Texte fourni ->
+ + + + + + +

Pas de grève dans les banques (du moins la situation n’était pas clair) ni dans la Police et l’Armée.

Qui se souvient des accords de Grenelle ?

En voici quelques grandes lignes :

Cela débouche notamment sur la loi du 27/12/1968 qui crée, en application des accords de Grenelle du 27 mai, la Section Syndicale d’Entreprise (SSE), qui tient encore debout aujourd’hui pour représenter 5% des salariés du privé et 8% des salariés du public !

• Hausse du SMIG (G pour garanti) de 10 à 35%, il passe à 600F/mois,

• Augmentation générale des salaires de 10%,

• Obtention de la quatrième semaine de CP,

• Reconnaissance de la section d’entreprise. Celle-ci, met des locaux avec téléphone et télex a la disposition des syndicats et leur attribue une dotation pour les fournitures de bureaux, les frais de des PTT et les photocopies,

• Réduction du temps de travail à 40 heures par semaine (48 heures à la SNPA en 1965),

• Intégration des primes dans les salaires,

• Suppression des discriminations touchant à l’âge ou au sexe (en 2008, ce n’est pas encore gagné),

• Indemnisation des jours de grève (pour les grèves de 1968 car après, cela a bien changé),

• Sécurité de l’emploi et de la formation,

• Etc.

Qui se souvient de ces slogans qui couvraient les murs de nos villes ?

En voici quelques-uns :

Les slogans et/ou graffitis ‘cultes’ furent sans doute :

• Il est interdit d’interdire (au départ, simple boutade de Jean Yanne).

• Les murs ont la parole.

• Sous les pavés, la plage (lors de l’érection des barricades, sous le macadam apparut l’ancien pavement de Paris, et sous les pavés – utilisés de la façon dont on sait – le lit de sable sur lequel ils étaient posés).

• Je crie et j’écris.

• Métro, boulot, dodo.

• La barricade ferme la rue mais ouvre la voie.

Au niveau du socio-culturel :

Les vieilles règles explosent notons seulement ici que le concept d’autogestion fait place à celui de cogestion cher à Edgar Faure pour mettre en place sa réforme de l’enseignement. Apparaissent aussi dans le langage courant les termes de gauchistes (crée par Lénine en 1920), de ‘gauche-droite’ et les livres ‘L’archipel du Goulag’ et ‘Le cri des pierres’ font un tabac.

• L’imagination prend le pouvoir. [Imagination n’est pas don mais par excellence objet de conquête (Breton)].

• Je prends mes désirs pour des réalités car je crois en la réalité de mes désirs.

• Vivre sans temps morts et jouir sans entraves.

• L’ennui est contre révolutionnaire.

• Il n’y aura plus désormais que deux catégories d’hommes : les veaux et les révolutionnaires. En cas de mariage, ça fera des réveaulutionnaires.

• Le droit de vivre ne se mendie pas, il se prend.

• Je suis venu. J’ai vu. J’ai cru.

• L’homme n’est ni le bon sauvage de Rousseau ni le pervers de l’église et de la Rochefoucauld. Il est violent quand on l’opprime, il est doux quand il est libre.

+ + + + + + +

Matériau de travail ->

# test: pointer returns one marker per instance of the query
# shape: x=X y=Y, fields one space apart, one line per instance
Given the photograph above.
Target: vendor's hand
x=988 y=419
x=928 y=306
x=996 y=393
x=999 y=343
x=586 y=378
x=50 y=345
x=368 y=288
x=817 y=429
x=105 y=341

+ + + + + + +

Consignes ->
a: Réécrivez l'ensemble des enregistrements en remplaçant « vendor's hand » par « seller's hand » et en laissant tout le reste intact.
b: Prolongez le texte sur les accords de Grenelle et les slogans de Mai 68 en reprenant après sa dernière phrase.
Le texte et les enregistrements sont sans rapport l'un avec l'autre.

Réponses ->
a:
# test: pointer returns one marker per instance of the query
# shape: x=X y=Y, fields one space apart, one line per instance
Given the photograph above.
Target: seller's hand
x=988 y=419
x=928 y=306
x=996 y=393
x=999 y=343
x=586 y=378
x=50 y=345
x=368 y=288
x=817 y=429
x=105 y=341

b:
Au niveau de la libération sexuelle :

Sur ce point, les choses avaient commencées avec la loi Neuwirth du 29/12/1967 qui légalisait la contraception et il faudra attendre la loi du 17/01/1975 pour l’IVG. Il faut dire que l’encyclique Humanae vitae de Juillet 1968 n’a pas aidé sur ce point.

• Sexe : C’est bien, a dit Mao, mais pas trop souvent.

• Les réserves imposées au plaisir excitent le plaisir de vivre sans réserve.

• Embrasse to amour sans lâcher ton fusil.

• Camarades, l’amour se fait aussi à Sciences Po, pas seulement aux champs.

• Les jeunes font l’amour, les vieux des gestes obscènes.

• Make love, not war.

Au niveau des syndicats :

• Travailleur, tu as 25 ans mais ton syndicat est de l’autre siècle.

• On ne peut plus dormir tranquillement dès qu’on s’est subitement ouvert les yeux.

Au niveau des scolaires :

De disciple, l’élève devient un sujet pouvant intervenir dans la pédagogie dont il est l’objet, c’est la coéducation.

• Sorbonne, rue des Ecoles, école majeure de la rue.

• Un bon maître, nous en aurons un dès que chacun sera le sien.

• Nous refusons d’être H.L.Misés, diplômes, recensés, endoctrinés, sarcellisés, sermonnés, matraqués, télémanipulés, gazés, fichés.

• Déboutonnez votre cerveau aussi souvent que votre braguette.

• Debout les damnés de l’Université.

• Professeurs, vous nous faîtes vieillir. Vous êtres aussi vieux que votre culture, votre modernisme n’est que la modernisation de la police.

• Ouvrons les portes des asiles, des prisons, et autres Facultés.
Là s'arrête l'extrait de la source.